**Consignes:**
a) D'après l'extrait sur La Torta in cielo de Gianni Rodari, qui a illustré le livre paru chez Einaudi ?
b) Imprimez un passage de l'extrait sur La Torta in cielo : commencez aux mots « Voyez comment elle » et arrêtez-vous après « là sans histoires. ».
c) Poursuivez l'extrait sur La Torta in cielo de Gianni Rodari à partir de sa dernière phrase.

Les mauvaises traductions ont ceci de bon qu'elles peuvent donner naissance à des objets littéraires non identifiés.

Prenez La Torta in cielo de Gianni Rodari et demandez-vous, avec Federica Arnoldi, d'où elle vient.

Voyez comment elle est née, de quelle « interférence linguistique d'un collègue expatrié ». Un Italien ayant vécu longtemps aux États-Unis et qui, de retour au pays, lâcha (j'imagine) cette phrase : Hopefully that is not just pie in the sky « Espérons que cela ne soit pas qu'un vœu pieux. » Des promesses ou des paroles en l'air.

Et ce rêve aussitôt prit corps. La forme d'une tarte. La tarte vola des mois et des mois dans la tête de Gianni Rodari et devint La Torta in cielo. C'est sous ce titre que le livre parut en 1966. Chez Einaudi, avec les illustrations de Bruno Munari.

Voilà comment une petite erreur devient une immense soucoupe volante. Qui sème la terreur dans le Trullo, un faubourg de Rome jusque là sans histoires.

Mais cet ovni ne surgit pas par hasard. Il ne vient pas de nulle part. Ces Martiens pourraient bien arriver de l'enfance. De son enfance à Omegna, à l'extrémité nord du lac d'Orta. Où son père était boulanger.

Quand son père est mort, Gianni Rodari avait 9 ans. Et c'est un roman pour la jeunesse qu'il écrit ici. Un roman dont les héros sont deux enfants. Deux enfants qui ramènent la douceur dans cette banlieue, et délivrent un message de paix.

**Données fournies:**

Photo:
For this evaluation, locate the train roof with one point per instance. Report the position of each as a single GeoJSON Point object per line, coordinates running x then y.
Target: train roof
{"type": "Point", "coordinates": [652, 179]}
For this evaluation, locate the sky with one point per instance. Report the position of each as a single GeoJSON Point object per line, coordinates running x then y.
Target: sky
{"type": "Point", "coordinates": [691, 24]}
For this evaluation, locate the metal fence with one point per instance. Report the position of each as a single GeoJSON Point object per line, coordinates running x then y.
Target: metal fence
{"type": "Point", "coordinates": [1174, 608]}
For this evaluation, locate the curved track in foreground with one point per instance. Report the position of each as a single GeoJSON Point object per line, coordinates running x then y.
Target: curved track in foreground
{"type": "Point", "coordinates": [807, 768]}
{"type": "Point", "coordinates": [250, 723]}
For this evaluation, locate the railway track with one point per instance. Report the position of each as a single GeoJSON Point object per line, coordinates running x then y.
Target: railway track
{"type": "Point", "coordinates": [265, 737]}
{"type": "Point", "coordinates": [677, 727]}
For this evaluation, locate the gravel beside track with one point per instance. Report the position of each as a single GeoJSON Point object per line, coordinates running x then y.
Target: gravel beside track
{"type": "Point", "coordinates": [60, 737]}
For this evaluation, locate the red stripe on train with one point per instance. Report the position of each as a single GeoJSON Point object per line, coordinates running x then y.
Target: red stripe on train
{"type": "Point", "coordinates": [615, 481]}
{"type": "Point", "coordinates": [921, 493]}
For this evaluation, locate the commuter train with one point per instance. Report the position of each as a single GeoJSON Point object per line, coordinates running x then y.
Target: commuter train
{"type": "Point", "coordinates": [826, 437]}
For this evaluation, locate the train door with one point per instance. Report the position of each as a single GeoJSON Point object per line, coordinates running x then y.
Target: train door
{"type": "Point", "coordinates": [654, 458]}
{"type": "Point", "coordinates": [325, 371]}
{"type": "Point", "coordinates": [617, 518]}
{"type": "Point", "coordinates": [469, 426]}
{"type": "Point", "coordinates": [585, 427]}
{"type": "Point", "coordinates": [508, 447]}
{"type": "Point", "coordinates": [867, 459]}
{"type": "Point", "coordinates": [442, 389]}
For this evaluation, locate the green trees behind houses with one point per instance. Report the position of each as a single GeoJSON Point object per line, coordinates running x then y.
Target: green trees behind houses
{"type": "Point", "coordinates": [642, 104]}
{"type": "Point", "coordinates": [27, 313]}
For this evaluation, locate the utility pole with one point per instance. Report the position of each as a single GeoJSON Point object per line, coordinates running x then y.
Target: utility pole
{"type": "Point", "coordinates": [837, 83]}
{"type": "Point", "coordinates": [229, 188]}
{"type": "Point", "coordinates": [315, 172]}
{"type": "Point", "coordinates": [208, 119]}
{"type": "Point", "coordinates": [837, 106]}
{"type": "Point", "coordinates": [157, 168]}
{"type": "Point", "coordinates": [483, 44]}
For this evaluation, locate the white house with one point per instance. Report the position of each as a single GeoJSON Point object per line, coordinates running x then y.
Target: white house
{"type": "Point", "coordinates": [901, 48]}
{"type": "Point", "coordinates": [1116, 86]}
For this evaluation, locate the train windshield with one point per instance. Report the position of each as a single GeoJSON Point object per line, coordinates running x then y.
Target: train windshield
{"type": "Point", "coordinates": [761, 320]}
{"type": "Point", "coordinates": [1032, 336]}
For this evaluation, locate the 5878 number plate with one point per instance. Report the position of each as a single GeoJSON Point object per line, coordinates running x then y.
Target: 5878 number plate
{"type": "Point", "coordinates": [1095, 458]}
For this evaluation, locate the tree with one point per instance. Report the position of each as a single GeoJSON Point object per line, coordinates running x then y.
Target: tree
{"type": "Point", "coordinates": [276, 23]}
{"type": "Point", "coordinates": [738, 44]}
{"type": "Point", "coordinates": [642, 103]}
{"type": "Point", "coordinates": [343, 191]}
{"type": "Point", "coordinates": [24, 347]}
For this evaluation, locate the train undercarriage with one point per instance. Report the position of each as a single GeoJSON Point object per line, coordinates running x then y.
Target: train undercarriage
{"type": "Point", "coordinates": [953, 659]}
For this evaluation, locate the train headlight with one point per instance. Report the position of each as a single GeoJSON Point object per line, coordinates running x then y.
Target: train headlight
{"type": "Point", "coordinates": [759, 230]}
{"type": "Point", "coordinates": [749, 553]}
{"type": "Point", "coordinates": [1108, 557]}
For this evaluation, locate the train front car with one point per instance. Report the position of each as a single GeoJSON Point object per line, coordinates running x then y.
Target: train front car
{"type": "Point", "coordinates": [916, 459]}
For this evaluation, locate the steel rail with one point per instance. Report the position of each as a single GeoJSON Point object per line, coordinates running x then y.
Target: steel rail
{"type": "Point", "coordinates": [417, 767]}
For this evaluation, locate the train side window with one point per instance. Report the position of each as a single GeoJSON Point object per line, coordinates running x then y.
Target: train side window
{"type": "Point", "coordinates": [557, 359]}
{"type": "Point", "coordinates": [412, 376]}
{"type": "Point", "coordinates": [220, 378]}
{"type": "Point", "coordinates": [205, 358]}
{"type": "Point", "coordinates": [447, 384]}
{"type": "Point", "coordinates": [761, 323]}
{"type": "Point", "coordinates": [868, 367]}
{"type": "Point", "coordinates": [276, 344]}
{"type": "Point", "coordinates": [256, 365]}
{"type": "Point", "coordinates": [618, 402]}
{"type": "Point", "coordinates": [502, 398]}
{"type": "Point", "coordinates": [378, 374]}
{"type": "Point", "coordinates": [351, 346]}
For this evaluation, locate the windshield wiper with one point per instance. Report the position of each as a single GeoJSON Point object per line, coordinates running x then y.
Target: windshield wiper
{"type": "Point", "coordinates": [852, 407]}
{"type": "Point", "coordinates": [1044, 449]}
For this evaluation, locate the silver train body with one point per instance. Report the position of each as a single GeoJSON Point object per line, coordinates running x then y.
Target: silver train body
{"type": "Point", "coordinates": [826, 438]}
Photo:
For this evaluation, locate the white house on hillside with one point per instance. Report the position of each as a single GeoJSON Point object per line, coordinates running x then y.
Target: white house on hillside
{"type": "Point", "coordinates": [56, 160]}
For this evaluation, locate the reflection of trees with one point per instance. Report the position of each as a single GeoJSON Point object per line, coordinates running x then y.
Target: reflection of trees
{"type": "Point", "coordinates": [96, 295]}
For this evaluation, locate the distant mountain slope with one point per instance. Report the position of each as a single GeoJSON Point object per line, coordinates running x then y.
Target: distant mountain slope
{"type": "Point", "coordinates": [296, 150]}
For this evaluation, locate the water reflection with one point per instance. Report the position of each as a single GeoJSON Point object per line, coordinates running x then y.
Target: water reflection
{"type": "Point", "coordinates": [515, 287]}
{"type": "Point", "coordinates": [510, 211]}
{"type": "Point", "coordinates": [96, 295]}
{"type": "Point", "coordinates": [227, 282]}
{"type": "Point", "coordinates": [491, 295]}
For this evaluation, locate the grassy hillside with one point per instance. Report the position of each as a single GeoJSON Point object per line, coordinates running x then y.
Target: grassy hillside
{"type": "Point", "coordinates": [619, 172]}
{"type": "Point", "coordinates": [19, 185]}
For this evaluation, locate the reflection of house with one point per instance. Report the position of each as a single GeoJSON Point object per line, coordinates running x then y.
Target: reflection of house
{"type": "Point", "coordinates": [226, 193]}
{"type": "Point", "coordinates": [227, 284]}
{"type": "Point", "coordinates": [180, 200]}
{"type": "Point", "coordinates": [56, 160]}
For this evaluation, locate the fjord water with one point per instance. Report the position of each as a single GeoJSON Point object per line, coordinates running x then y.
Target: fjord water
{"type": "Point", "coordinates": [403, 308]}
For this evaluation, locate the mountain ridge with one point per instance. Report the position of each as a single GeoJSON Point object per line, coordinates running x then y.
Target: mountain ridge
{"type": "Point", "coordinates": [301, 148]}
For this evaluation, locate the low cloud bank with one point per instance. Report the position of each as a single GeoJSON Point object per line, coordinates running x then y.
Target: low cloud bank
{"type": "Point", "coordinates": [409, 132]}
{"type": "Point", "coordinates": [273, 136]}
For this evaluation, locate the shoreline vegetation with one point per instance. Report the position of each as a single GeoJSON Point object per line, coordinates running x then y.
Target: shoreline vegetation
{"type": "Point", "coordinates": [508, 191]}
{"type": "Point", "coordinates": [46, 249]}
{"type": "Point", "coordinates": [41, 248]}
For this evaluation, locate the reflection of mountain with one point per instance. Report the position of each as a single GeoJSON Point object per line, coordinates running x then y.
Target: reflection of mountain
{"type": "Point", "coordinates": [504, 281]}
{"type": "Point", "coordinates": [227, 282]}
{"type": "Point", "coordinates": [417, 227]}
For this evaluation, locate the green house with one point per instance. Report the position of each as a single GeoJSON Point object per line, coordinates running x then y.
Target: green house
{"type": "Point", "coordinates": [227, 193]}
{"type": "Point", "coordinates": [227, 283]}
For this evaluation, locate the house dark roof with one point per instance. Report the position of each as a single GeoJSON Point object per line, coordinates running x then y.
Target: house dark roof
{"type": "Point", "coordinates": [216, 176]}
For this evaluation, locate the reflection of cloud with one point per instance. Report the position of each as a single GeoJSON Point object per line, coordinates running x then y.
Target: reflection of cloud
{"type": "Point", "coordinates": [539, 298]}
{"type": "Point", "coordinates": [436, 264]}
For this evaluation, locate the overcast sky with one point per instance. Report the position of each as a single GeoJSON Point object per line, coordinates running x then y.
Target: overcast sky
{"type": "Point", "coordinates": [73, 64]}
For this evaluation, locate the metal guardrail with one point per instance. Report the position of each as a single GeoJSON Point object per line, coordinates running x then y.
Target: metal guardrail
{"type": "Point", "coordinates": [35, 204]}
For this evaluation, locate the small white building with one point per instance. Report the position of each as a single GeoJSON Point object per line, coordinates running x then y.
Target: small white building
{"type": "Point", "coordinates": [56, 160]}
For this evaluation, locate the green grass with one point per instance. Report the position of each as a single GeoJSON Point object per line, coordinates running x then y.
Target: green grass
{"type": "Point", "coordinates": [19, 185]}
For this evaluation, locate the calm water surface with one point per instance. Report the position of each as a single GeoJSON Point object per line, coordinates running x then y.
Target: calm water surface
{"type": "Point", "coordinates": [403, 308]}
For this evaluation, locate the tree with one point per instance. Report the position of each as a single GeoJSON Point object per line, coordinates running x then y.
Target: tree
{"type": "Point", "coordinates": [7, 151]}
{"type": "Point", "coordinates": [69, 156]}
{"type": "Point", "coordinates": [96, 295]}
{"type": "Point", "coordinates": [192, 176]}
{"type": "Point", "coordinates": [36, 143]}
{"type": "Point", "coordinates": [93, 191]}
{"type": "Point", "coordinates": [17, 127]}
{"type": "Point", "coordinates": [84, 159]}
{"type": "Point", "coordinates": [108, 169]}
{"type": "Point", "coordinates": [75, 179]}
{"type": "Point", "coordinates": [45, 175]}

**Résultats de l'exercice:**
a) Bruno Munari.

b)
Voyez comment elle est née, de quelle « interférence linguistique d'un collègue expatrié ». Un Italien ayant vécu longtemps aux États-Unis et qui, de retour au pays, lâcha (j'imagine) cette phrase : Hopefully that is not just pie in the sky « Espérons que cela ne soit pas qu'un vœu pieux. » Des promesses ou des paroles en l'air.

Et ce rêve aussitôt prit corps. La forme d'une tarte. La tarte vola des mois et des mois dans la tête de Gianni Rodari et devint La Torta in cielo. C'est sous ce titre que le livre parut en 1966. Chez Einaudi, avec les illustrations de Bruno Munari.

Voilà comment une petite erreur devient une immense soucoupe volante. Qui sème la terreur dans le Trullo, un faubourg de Rome jusque là sans histoires.

c)
Happy end. N'est-ce pas ce qu'on demande aujourd'hui à la littérature ? De réparer. Les bols cassés. Les vies brisées. C'est tout un art. Mais pas si compliqué que ça. Pas besoin d'aller au Japon. Chacun peut se bricoler son kintsugi. Do it yourself. La résilience, c'est l'affaire de tous. Et à la portée de toutes les bourses. C'est un loisir créatif comme un autre. Et ça occupe. Pendant ce temps-là on ne pense pas. On oublie l'effondrement qui arrive. La catastrophe imminente. La littérature console ou elle n'est pas.

J'exagère, sans doute. Mais il est vrai que les baffes qui se perdent se retrouvent toujours. Forcément. Heureusement. Et les crises de couples. Les mots qu'on se jette à la figure, les assiettes qui volent finissent toujours par atterrir. Dans votre livre si vous écrivez. Et les traumatismes de l'enfance.

L'erreur qui conduit à cette « tarte volante » a toutes les apparences du lapsus. Ces Martiens qui débarquent avec leur gros gâteau, c'est une fin heureuse. Mais c'est d'abord le retour du refoulé.

Je ne suis pas là pour faire la psychanalyse des contes de fées. On l'a déjà écrite, et on a presque tout dit. Je n'ajouterai pas mon grain de sel. Je sais que tu es plutôt sucré. Dolce, en italien. Alors je ne voudrais pas te couper l'appétit. T'empêcher de lire le beau gâteau de Gianni Rodari.

Mais je ne voudrais pas non plus noyer sa tarte sous les compliments. Les montagnes de chocolat, fût-il délicieux, c'est vite écoeurant. Comme les bons sentiments.

Une remarque, et ce sera la dernière.

La Tarte volante est une traduction fidèle. Un peu trop à mon goût.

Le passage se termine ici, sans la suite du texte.